▸ **Objective**:
Transcribe the records below exactly as they appear.
— Begin Listing —
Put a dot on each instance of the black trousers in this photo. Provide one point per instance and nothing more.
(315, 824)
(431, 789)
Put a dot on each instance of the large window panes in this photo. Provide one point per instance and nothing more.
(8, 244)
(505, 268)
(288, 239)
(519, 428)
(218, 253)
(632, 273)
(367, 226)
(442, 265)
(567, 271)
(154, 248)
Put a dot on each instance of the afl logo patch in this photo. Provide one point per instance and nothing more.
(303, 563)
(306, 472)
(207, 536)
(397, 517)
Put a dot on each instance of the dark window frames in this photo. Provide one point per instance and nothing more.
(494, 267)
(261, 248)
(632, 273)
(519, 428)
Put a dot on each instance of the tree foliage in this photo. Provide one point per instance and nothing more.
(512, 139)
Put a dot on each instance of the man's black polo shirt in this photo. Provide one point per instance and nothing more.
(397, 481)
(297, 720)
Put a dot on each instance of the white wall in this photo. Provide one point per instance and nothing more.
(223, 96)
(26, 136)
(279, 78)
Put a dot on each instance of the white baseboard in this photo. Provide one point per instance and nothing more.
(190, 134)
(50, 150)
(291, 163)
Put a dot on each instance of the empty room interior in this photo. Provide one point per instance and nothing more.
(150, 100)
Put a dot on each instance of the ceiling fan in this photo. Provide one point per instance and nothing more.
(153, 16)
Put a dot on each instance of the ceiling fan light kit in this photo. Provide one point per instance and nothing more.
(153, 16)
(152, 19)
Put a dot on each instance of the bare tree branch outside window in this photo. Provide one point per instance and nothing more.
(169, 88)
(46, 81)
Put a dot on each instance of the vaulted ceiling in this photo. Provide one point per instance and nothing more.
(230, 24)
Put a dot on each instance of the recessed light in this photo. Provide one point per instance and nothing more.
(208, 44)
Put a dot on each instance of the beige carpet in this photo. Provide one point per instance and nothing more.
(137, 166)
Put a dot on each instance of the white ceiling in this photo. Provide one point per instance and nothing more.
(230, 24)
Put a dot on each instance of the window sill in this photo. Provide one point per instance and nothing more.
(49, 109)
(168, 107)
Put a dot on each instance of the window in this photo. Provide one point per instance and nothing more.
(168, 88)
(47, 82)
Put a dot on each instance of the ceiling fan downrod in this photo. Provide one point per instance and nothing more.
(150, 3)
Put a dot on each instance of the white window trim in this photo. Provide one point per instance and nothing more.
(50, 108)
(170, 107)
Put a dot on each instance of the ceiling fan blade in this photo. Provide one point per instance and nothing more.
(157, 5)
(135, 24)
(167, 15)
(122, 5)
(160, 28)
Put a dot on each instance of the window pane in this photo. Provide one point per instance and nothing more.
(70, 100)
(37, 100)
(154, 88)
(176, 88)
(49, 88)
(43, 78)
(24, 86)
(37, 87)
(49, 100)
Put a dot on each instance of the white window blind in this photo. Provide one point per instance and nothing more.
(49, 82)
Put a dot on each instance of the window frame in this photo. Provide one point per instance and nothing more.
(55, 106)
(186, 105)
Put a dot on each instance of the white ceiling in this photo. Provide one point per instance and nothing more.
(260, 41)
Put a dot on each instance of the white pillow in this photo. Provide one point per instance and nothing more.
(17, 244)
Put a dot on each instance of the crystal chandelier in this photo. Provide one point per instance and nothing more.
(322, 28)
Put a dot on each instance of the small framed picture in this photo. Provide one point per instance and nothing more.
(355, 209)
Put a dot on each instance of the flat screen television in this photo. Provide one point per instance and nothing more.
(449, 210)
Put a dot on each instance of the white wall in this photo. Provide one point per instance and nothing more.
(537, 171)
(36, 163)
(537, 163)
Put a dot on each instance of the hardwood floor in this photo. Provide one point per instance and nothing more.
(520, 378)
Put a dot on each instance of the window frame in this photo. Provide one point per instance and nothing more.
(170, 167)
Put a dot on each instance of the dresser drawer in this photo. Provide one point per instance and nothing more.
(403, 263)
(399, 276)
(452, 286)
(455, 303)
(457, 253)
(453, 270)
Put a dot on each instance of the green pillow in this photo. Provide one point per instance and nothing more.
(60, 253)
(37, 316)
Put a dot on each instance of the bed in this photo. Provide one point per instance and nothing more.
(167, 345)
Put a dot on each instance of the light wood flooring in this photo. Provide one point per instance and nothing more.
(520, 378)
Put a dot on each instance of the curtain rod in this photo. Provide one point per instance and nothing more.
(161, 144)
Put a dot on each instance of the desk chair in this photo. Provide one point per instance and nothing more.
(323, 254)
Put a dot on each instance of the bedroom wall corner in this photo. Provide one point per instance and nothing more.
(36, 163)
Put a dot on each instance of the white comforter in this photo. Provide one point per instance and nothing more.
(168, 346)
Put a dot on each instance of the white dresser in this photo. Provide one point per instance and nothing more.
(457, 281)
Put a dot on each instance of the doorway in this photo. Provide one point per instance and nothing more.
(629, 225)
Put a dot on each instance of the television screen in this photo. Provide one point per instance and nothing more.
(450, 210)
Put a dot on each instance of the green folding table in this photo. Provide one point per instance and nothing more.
— End Listing —
▸ **Reply**:
Put a dot on each instance of the black trousers in this photo. Provide one point per instance and nothing more.
(315, 824)
(431, 789)
Put a dot on each instance of the large window panes in this photo. Provide one point per instance and nothing more.
(8, 244)
(505, 268)
(288, 239)
(519, 428)
(218, 253)
(632, 273)
(367, 226)
(442, 265)
(567, 271)
(154, 248)
Put a dot on each instance of the afl logo patch in this photo. Provide one point per instance and nothing more.
(303, 563)
(306, 472)
(207, 536)
(397, 517)
Put a dot on each instance of the dark window frames in this photo. Provide one point per instance and nothing more.
(494, 267)
(261, 248)
(632, 273)
(519, 428)
Put a dot on each instance of the tree foliage in this photo. Provide one point per instance and nothing more.
(512, 139)
Put a dot on each instance of the man's black polo shirt in this photo. Provide one point per instance and nothing more.
(397, 481)
(297, 720)
Put a dot on each instance of the white wall in this photo. Provide one point per instance and nothing more.
(223, 96)
(26, 136)
(279, 78)
Put a dot on each instance of the white baseboard in this photo. Provide one point per instance and nothing more.
(190, 134)
(50, 150)
(291, 163)
Put a dot on each instance of the empty room interior in this photo. Provide one point per instance and nothing more.
(150, 100)
Put a dot on each instance of the ceiling fan in this photo. Provide one point per instance and nothing more.
(153, 16)
Put a dot on each instance of the ceiling fan light kit in this photo. Provide one point per instance and nothing more.
(153, 16)
(152, 19)
Put a dot on each instance of the bare tree branch outside window in this photo. Provide one point per instance and nothing more.
(169, 88)
(46, 81)
Put a dot on each instance of the vaulted ceiling in this photo. Provide one point per instance and nothing more.
(230, 24)
Put a dot on each instance of the recessed light in this photo. Provide one point per instance and nothing more.
(208, 44)
Put a dot on each instance of the beige carpet in this photo. Provide one point per instance and nothing more.
(137, 166)
Put a dot on each instance of the white ceiling in this photo. Provide one point per instance and nothing more.
(230, 24)
Put a dot on each instance of the window sill in this photo. Provide one point per instance and nothing more.
(49, 109)
(168, 107)
Put a dot on each instance of the window in this photo. Provide one point per instance and nothing more.
(168, 88)
(47, 82)
Put a dot on each instance of the ceiling fan downrod in this photo. Provide one point per instance and nothing more.
(150, 3)
Put a dot on each instance of the white window trim in this photo. Provide one point per instance and nothing more.
(50, 108)
(170, 107)
Put a dot on each instance of the ceiling fan blade in this photo. Provide one point per instance and nothing more.
(157, 5)
(135, 24)
(167, 15)
(122, 5)
(160, 28)
Put a dot on each instance of the window pane in this photo. Provide one point per instance and nothing more.
(70, 100)
(37, 100)
(154, 88)
(176, 88)
(49, 88)
(43, 78)
(24, 86)
(37, 87)
(49, 100)
Put a dot on each instance of the white window blind in this photo. Provide one point per instance and nothing more.
(49, 82)
Put a dot on each instance of the window frame in this photo. Provide one point per instance and nothing more.
(55, 106)
(186, 105)
Put a dot on each instance of the white ceiling in this photo. Provide one point per instance and nothing more.
(260, 41)
Put a dot on each instance of the white pillow in this photo. Provide one point per instance and nothing more.
(17, 244)
Put a dot on each instance of the crystal chandelier in this photo. Provide one point per instance and nothing more.
(322, 28)
Put a dot on each instance of the small framed picture in this photo. Provide one point per instance and nothing more.
(355, 209)
Put a dot on each instance of the flat screen television in this photo. Provide one point per instance and nothing more.
(449, 210)
Put a dot on each instance of the white wall in this photo. Provide one point per instance and nothing more.
(537, 171)
(36, 163)
(537, 163)
Put a dot on each instance of the hardwood floor in this photo. Provide one point per instance and nothing more.
(520, 378)
Put a dot on each instance of the window frame in this photo. Provide one point per instance and nothing more.
(170, 167)
Put a dot on each instance of the dresser drawer in this photo. Provide one point per instance and nothing more.
(403, 263)
(399, 276)
(452, 286)
(455, 303)
(457, 253)
(453, 270)
Put a dot on each instance of the green pillow in this photo. Provide one point per instance and nothing more.
(60, 253)
(37, 316)
Put a dot on each instance of the bed in this photo. Provide one point per instance and nothing more.
(167, 345)
Put a dot on each instance of the light wood flooring in this photo. Provide one point per instance and nothing more.
(520, 378)
Put a dot on each instance of the curtain rod in this photo. Provide one point per instance and nothing more.
(161, 144)
Put a dot on each instance of the desk chair in this photo. Provide one point per instance and nothing more.
(323, 254)
Put a dot on each instance of the bedroom wall corner in this photo. Provide one point per instance and nothing more.
(36, 163)
Put a dot on each instance of the white comforter in this photo. Provide one point per instance and nothing more.
(168, 346)
Put a dot on each instance of the white dresser in this photo. Provide one point per instance and nothing more.
(457, 281)
Put a dot on each instance of the doorway in this photo. Provide one point per instance and nothing more.
(629, 225)
Put a dot on each instance of the television screen in this photo. Provide one point per instance and nothing more.
(450, 210)
Put a dot on each instance of the green folding table in this photo. Provide one point per instance and nothing more.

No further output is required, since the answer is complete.